╭─ GIVEN ENTRIES

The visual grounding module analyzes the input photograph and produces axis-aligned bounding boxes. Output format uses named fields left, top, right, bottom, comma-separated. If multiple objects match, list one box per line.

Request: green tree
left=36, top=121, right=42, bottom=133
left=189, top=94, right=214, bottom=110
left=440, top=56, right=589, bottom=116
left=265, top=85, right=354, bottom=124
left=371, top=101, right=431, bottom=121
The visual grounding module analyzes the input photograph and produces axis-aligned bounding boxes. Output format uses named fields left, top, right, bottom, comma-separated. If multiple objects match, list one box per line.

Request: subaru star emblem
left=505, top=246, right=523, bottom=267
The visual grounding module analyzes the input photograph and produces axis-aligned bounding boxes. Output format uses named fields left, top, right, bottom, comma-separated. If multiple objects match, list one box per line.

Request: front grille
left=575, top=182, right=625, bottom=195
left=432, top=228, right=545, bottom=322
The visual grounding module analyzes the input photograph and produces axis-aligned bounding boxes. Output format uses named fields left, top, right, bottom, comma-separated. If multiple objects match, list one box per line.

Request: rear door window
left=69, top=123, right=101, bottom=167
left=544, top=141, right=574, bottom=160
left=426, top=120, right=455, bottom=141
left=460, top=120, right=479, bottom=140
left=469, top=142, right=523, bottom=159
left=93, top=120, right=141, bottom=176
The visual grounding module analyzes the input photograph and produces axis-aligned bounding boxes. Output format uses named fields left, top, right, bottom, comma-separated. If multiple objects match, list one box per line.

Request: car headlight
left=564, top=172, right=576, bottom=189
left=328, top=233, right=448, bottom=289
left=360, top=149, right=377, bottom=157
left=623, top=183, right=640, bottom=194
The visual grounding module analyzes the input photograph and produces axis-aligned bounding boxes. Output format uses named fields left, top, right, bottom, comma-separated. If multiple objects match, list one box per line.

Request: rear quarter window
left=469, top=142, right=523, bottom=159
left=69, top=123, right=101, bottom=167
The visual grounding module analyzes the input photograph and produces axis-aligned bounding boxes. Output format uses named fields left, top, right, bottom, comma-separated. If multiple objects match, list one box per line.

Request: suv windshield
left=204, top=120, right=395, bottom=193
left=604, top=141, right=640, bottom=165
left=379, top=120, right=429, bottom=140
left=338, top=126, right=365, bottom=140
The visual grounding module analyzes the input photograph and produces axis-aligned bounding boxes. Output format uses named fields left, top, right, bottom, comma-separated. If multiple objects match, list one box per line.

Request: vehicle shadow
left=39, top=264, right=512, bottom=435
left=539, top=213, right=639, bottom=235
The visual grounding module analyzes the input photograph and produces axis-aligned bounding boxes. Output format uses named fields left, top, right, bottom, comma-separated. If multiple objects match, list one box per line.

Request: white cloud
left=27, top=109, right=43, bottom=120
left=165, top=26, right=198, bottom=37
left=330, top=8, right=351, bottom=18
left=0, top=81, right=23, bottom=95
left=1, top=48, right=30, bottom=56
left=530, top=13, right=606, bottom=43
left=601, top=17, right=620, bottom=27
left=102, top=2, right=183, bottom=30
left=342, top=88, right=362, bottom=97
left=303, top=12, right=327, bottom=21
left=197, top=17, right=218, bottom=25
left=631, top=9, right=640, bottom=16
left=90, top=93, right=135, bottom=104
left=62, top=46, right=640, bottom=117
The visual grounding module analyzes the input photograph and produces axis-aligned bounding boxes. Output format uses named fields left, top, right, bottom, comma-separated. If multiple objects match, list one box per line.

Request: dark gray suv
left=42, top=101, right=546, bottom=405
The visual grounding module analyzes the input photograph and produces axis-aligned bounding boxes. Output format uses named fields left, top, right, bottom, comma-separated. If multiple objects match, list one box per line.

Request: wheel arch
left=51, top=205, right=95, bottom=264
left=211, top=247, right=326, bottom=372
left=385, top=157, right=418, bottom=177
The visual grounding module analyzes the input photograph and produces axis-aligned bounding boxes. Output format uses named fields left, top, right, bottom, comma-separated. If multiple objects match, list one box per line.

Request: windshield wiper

╰─

WHAT YOU WILL DO: Output the entries above word for word.

EXERCISE SOLUTION:
The visual grounding module analyzes the input photograph and produces axis-aligned bounding boxes. Output format uses named fields left, top, right, bottom, comma-separated. If multiple objects match, list one box per line.

Request: green tree
left=36, top=121, right=42, bottom=133
left=189, top=94, right=214, bottom=110
left=440, top=56, right=589, bottom=116
left=265, top=85, right=354, bottom=124
left=371, top=101, right=431, bottom=121
The visual grounding module analyzes the input photograph and produces axis-aligned bounding boxes. Output format uses named fields left, top, right, bottom, comma-separated. If multiple objects match, list one box per line.

Request: subaru star emblem
left=505, top=246, right=523, bottom=267
The visual grounding module analyzes the input photograph and produces axis-aligned bounding boxes. Output format uses named fields left, top, right, bottom, comma-separated. If multiple objects match, list one box per line.

Request: front grille
left=575, top=182, right=625, bottom=195
left=432, top=228, right=545, bottom=322
The visual grounding module analyzes the input photograph and produces axis-aligned bounding boxes. Output format uses named fields left, top, right, bottom, comma-separated. If multiple objects match, list one box per line.

Request: rear door window
left=69, top=123, right=101, bottom=167
left=544, top=141, right=574, bottom=160
left=426, top=120, right=455, bottom=141
left=460, top=120, right=479, bottom=140
left=469, top=142, right=523, bottom=159
left=93, top=120, right=141, bottom=176
The visual grounding module analyzes the input photograph and produces axis-aligned bounding boxes. Output format uses named fields left, top, right, bottom, comma-separated. If multiple objects match, list one box per line.

Request: car headlight
left=564, top=172, right=576, bottom=189
left=328, top=233, right=448, bottom=289
left=360, top=149, right=377, bottom=157
left=623, top=183, right=640, bottom=194
The visual grounding module analyzes the input photograph and produces axis-aligned bounding boxes. Output format uses named fields left, top, right, bottom, comma-separated. If multiple objects match, list one box per line.

Request: rear quarter window
left=469, top=142, right=523, bottom=159
left=69, top=123, right=101, bottom=167
The visual grounding module analyzes the input photograph and produces axis-aligned bounding boxes. Output format uses named fields left, top, right, bottom, comma-separated. If multiple objects match, list one box per line.

Request: suv windshield
left=204, top=120, right=395, bottom=193
left=604, top=141, right=640, bottom=165
left=379, top=120, right=429, bottom=140
left=338, top=126, right=365, bottom=140
The visual grounding module analyzes the input photograph and produces axis-aligned bounding boxes. Output format uses named fields left, top, right, bottom, comma-separated. If multiple objects match, list one box per line.

Request: vehicle shadow
left=39, top=264, right=512, bottom=435
left=539, top=213, right=639, bottom=235
The visual grounding module analyzes the input photograph and produces axis-aligned bounding boxes. Output format uses named fields left, top, right, bottom, comma-separated. If multiple objects match, list one box per line.

Request: white cloud
left=27, top=109, right=43, bottom=120
left=165, top=26, right=198, bottom=37
left=330, top=8, right=351, bottom=18
left=0, top=81, right=23, bottom=95
left=1, top=48, right=30, bottom=56
left=530, top=13, right=606, bottom=43
left=601, top=17, right=620, bottom=27
left=102, top=2, right=183, bottom=30
left=342, top=88, right=362, bottom=97
left=303, top=12, right=327, bottom=21
left=197, top=17, right=218, bottom=25
left=631, top=9, right=640, bottom=16
left=90, top=93, right=135, bottom=104
left=62, top=46, right=640, bottom=117
The visual grounding module analyzes the input photograph and produces axis-aligned bounding boxes. Output format uses named fields left, top, right, bottom, comma-separated. If multiple objects match, list one box per line.

Request: dark gray suv
left=42, top=101, right=546, bottom=405
The visual grounding module analyzes the input photograph and produces axis-aligned bounding boxes. Output format uses named fields left, top, right, bottom, comma-separated. If multiple objects match, list one box per line.

Request: wheel arch
left=51, top=205, right=95, bottom=264
left=211, top=247, right=326, bottom=372
left=385, top=157, right=418, bottom=177
The visual grounding module analyzes the input photograph and produces axis-aligned bounding boxes. Output format uses named fields left, top, right, bottom, comma-separated. If multiple objects match, list one box per line.

Request: windshield wiper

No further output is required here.